▸ What the task requires:
Change every "plant pot" to "flower pot" in the records below, leaving everything else the same, and write the lines out again without the pictures.

-------- Extracted data

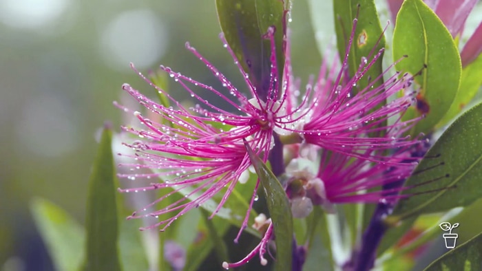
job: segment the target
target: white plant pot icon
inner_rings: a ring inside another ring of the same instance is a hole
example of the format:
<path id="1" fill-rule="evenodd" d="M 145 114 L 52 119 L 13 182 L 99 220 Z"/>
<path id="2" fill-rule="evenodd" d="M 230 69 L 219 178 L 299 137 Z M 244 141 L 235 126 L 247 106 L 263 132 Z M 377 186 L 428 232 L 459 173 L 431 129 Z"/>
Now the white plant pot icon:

----------------

▸ Solution for this task:
job: segment the target
target: white flower pot icon
inner_rings: a ring inside another ring of the same instance is a hole
example of the format:
<path id="1" fill-rule="evenodd" d="M 145 114 L 52 119 L 13 182 L 99 220 Z"/>
<path id="2" fill-rule="evenodd" d="M 230 69 L 219 178 L 299 137 Z M 244 141 L 235 126 L 247 106 L 263 132 Z M 377 186 L 428 232 L 459 173 L 431 129 Z"/>
Now the white flower pot icon:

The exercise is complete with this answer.